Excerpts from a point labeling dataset
━━━━━━

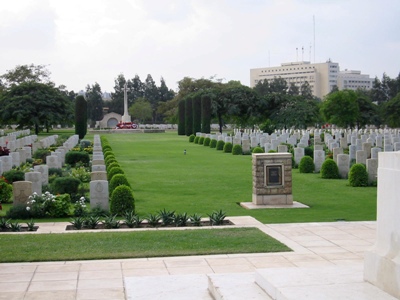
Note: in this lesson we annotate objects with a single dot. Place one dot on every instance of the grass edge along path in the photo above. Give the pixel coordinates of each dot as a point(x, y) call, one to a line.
point(119, 245)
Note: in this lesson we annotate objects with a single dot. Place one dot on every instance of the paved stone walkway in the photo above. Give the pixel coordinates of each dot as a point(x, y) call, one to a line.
point(313, 244)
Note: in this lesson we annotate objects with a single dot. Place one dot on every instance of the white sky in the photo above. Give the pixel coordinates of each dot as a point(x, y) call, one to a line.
point(88, 41)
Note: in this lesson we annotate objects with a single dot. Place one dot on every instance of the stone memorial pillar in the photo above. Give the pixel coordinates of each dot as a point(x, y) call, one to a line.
point(382, 263)
point(272, 179)
point(99, 194)
point(21, 191)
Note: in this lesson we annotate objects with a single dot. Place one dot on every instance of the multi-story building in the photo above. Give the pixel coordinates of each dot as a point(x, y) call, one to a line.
point(322, 77)
point(350, 79)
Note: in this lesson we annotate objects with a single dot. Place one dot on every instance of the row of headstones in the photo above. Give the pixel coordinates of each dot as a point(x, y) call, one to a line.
point(40, 175)
point(99, 193)
point(17, 156)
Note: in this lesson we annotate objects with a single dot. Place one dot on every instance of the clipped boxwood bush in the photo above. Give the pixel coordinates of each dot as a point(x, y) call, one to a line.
point(113, 164)
point(329, 169)
point(237, 150)
point(213, 143)
point(111, 172)
point(309, 151)
point(220, 145)
point(41, 154)
point(358, 175)
point(117, 180)
point(228, 147)
point(66, 185)
point(14, 175)
point(122, 200)
point(306, 165)
point(257, 150)
point(74, 157)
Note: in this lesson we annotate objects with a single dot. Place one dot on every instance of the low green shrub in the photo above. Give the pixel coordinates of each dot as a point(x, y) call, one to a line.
point(228, 147)
point(329, 169)
point(113, 164)
point(237, 150)
point(117, 180)
point(111, 172)
point(14, 175)
point(257, 150)
point(220, 145)
point(41, 154)
point(306, 165)
point(309, 151)
point(66, 185)
point(85, 144)
point(108, 153)
point(122, 200)
point(213, 143)
point(358, 175)
point(74, 157)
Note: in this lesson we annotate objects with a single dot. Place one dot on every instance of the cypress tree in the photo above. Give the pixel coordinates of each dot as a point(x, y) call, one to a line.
point(205, 114)
point(181, 117)
point(196, 113)
point(80, 116)
point(188, 116)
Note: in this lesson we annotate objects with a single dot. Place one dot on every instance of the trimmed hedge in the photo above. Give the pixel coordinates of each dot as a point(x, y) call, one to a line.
point(228, 147)
point(257, 150)
point(111, 172)
point(358, 175)
point(306, 165)
point(237, 150)
point(117, 180)
point(66, 185)
point(329, 169)
point(122, 201)
point(213, 143)
point(220, 145)
point(74, 157)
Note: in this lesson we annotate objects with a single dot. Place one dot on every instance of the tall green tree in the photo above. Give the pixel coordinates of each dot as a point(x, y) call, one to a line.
point(94, 103)
point(141, 110)
point(196, 105)
point(34, 105)
point(151, 94)
point(392, 112)
point(206, 113)
point(340, 108)
point(80, 116)
point(181, 117)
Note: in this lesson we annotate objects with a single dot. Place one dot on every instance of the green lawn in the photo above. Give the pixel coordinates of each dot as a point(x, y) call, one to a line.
point(110, 245)
point(205, 180)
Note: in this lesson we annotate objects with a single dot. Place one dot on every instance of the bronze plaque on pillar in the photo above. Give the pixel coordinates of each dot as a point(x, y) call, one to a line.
point(273, 175)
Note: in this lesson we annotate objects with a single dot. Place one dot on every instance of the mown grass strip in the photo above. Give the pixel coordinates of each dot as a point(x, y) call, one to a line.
point(113, 245)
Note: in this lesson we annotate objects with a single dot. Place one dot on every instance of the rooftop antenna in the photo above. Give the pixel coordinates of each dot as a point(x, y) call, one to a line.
point(269, 59)
point(314, 36)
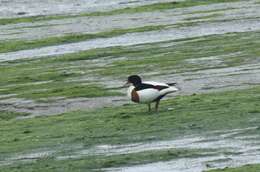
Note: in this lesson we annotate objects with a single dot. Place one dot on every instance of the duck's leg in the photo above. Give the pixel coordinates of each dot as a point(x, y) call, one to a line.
point(149, 107)
point(157, 105)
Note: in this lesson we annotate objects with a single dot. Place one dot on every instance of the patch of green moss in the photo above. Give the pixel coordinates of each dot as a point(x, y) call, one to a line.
point(246, 168)
point(139, 9)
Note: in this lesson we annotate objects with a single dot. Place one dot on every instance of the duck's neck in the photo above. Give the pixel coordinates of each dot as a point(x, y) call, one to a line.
point(137, 84)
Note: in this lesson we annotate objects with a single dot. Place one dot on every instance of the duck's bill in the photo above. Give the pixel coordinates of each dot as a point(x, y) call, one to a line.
point(127, 84)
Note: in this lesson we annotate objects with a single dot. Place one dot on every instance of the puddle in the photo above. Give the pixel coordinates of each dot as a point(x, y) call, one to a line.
point(241, 152)
point(138, 38)
point(43, 29)
point(18, 8)
point(58, 106)
point(26, 158)
point(190, 82)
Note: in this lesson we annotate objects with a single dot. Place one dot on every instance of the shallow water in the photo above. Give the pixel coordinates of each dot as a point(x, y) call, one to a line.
point(12, 8)
point(203, 29)
point(43, 29)
point(241, 152)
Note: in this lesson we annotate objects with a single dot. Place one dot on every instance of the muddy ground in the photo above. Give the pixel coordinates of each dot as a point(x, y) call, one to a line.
point(228, 148)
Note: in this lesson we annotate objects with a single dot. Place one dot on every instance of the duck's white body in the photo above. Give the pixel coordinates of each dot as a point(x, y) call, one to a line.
point(150, 94)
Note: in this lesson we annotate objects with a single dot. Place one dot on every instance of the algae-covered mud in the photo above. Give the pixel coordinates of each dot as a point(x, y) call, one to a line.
point(63, 64)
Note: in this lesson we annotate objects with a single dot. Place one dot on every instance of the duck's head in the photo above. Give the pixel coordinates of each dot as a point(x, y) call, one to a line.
point(134, 79)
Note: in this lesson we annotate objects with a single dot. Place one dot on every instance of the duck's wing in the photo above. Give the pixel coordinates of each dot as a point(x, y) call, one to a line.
point(162, 87)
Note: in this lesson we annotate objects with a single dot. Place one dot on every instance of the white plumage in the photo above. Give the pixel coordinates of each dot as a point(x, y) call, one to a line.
point(147, 92)
point(150, 94)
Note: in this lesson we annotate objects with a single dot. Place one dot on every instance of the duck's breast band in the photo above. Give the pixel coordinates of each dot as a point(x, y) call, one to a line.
point(135, 96)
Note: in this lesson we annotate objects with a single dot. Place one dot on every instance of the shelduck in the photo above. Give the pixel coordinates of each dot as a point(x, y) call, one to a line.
point(148, 92)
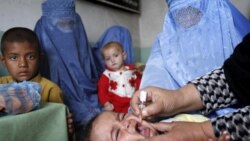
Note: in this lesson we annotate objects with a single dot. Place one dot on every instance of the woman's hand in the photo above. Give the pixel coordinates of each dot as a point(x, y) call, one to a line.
point(183, 131)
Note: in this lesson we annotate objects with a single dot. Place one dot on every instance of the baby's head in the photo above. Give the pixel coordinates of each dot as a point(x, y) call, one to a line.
point(113, 55)
point(111, 126)
point(20, 53)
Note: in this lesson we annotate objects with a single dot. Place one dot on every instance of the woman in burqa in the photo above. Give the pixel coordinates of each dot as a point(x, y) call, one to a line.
point(69, 61)
point(197, 36)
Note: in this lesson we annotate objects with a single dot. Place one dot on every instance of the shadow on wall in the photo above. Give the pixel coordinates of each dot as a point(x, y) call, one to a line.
point(3, 70)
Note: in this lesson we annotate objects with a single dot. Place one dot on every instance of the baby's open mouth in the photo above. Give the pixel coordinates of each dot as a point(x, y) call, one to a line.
point(144, 131)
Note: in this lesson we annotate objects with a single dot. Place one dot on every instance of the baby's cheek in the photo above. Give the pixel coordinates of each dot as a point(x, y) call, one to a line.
point(125, 136)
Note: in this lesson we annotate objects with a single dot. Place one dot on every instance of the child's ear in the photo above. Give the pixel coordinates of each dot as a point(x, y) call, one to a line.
point(124, 55)
point(42, 57)
point(2, 59)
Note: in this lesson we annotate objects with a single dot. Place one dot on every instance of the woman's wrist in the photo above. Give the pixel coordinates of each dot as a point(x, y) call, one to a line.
point(189, 98)
point(208, 130)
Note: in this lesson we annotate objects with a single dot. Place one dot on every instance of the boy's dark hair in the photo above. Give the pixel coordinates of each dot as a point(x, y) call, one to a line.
point(87, 128)
point(20, 34)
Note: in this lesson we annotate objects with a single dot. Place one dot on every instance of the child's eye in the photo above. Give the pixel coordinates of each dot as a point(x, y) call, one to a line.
point(31, 57)
point(13, 58)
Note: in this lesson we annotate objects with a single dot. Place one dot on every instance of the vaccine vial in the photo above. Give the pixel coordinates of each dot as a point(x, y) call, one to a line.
point(143, 98)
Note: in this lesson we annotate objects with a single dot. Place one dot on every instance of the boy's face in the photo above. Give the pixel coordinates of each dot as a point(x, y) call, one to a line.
point(111, 126)
point(21, 60)
point(114, 57)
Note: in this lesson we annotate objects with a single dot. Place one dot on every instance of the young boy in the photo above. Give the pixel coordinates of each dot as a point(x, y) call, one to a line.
point(112, 126)
point(119, 81)
point(21, 55)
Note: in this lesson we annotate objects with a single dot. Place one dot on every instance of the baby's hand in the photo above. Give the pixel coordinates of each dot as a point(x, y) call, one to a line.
point(108, 106)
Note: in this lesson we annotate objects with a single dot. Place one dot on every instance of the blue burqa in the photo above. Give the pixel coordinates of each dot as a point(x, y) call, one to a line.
point(197, 36)
point(69, 61)
point(114, 33)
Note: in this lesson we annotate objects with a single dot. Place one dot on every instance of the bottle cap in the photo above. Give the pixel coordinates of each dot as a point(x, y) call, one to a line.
point(143, 96)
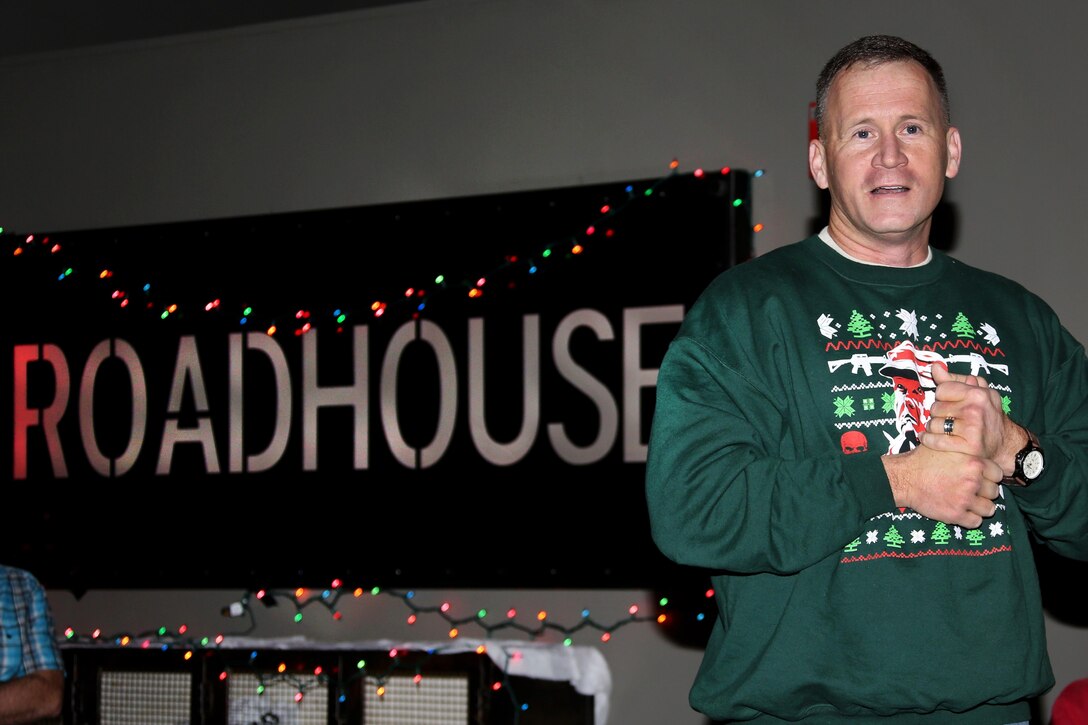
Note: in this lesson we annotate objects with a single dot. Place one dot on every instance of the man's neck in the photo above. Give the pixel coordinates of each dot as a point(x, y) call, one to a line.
point(867, 256)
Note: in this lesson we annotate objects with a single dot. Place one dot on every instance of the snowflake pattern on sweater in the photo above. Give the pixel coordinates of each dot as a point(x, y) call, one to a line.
point(881, 393)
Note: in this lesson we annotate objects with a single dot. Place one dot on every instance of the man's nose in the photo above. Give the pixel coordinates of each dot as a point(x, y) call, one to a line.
point(889, 152)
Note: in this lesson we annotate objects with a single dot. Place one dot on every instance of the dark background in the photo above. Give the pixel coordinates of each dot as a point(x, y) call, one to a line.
point(460, 523)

━━━━━━

* _Exercise requirements_: Rewrite everything from the line containing "the boy's dark" down to the line containing "point(21, 55)", both ends included, with the requests left unchanged. Multiply every point coordinate by 0.6 and round it to a whole number, with halves rounded up.

* _Exercise response_:
Note: in this lesson we annotate objects with a single dot. Place one dot on every instance of the boy's dark hair in the photo above. Give the pixel coordinates of each dot as a point(x, y) call, one to a line.
point(52, 77)
point(12, 20)
Note: in this lesson we annotate objects with a single dot. Place one dot on every instance of the child's eye in the photo above. Give the pixel coordinates of each dot as a point(x, y) call, one to a line.
point(19, 34)
point(8, 35)
Note: in this lesson we annotate objects with a single dot. Place one dot on every instance of the vaccine vial in the photo above. Give the pixel coordinates of each dot as a point(x, y) call, one to a line.
point(86, 59)
Note: in this lesson we annotate objects with a single dot. Place one dot on every instance of the boy's face in the photo above. Give the pixel coordinates of each dot as a point(x, y) call, one to a line.
point(67, 76)
point(13, 36)
point(68, 34)
Note: in this lesson we annotate objects with a single dot. Place one dot on every instance of the young boy in the photo above. Give the pixel coordinates of each dot as a point(x, y) call, one to a line.
point(67, 76)
point(71, 49)
point(13, 33)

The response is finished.